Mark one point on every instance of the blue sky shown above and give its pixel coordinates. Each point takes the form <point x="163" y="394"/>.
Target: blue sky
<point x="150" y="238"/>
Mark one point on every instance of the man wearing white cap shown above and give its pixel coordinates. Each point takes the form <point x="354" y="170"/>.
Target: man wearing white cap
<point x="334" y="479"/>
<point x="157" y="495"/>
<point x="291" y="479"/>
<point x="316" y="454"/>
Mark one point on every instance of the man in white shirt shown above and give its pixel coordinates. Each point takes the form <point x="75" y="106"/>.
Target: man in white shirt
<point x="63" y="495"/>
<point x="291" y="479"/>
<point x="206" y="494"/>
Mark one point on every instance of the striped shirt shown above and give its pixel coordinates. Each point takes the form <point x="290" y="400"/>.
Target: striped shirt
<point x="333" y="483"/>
****
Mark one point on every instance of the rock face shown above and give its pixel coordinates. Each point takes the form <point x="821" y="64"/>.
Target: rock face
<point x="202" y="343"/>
****
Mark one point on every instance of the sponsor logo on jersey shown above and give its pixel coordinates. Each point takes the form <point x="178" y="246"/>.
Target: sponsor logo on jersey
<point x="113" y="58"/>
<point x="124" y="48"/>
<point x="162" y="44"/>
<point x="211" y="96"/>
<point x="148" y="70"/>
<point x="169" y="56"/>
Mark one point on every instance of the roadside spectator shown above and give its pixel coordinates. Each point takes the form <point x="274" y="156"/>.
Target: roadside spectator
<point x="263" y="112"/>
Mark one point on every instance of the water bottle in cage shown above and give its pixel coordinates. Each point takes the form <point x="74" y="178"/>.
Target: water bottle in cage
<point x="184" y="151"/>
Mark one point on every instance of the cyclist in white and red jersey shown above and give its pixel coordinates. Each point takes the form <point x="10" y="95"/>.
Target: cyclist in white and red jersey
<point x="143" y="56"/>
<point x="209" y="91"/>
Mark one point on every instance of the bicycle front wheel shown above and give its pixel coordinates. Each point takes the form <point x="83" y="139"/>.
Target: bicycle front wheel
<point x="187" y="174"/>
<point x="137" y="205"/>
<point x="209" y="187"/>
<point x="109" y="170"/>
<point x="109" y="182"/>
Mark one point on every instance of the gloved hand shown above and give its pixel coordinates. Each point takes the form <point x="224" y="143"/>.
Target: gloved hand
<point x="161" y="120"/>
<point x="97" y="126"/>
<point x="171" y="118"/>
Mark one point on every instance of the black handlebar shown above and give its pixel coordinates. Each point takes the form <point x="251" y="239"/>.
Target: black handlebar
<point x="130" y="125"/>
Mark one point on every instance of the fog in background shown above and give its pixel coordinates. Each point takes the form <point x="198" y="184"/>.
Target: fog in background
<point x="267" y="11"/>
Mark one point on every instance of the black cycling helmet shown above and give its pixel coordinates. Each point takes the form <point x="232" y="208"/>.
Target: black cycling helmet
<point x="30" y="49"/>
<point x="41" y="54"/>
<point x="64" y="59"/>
****
What the exercise asks »
Using the entries above, output exactly the lines between the line holding "Mark one point on every instance of the fog" and the line holding "Mark one point on every instance of the black cycling", end lines included, and nothing more.

Task response »
Mark one point on every instance of the fog in background shown above and give its pixel coordinates. Each point takes the form <point x="198" y="184"/>.
Target: fog in background
<point x="267" y="11"/>
Mark one point on every instance of the black cycling helmet shown above and give its pixel coordinates. Each point takes the form <point x="232" y="208"/>.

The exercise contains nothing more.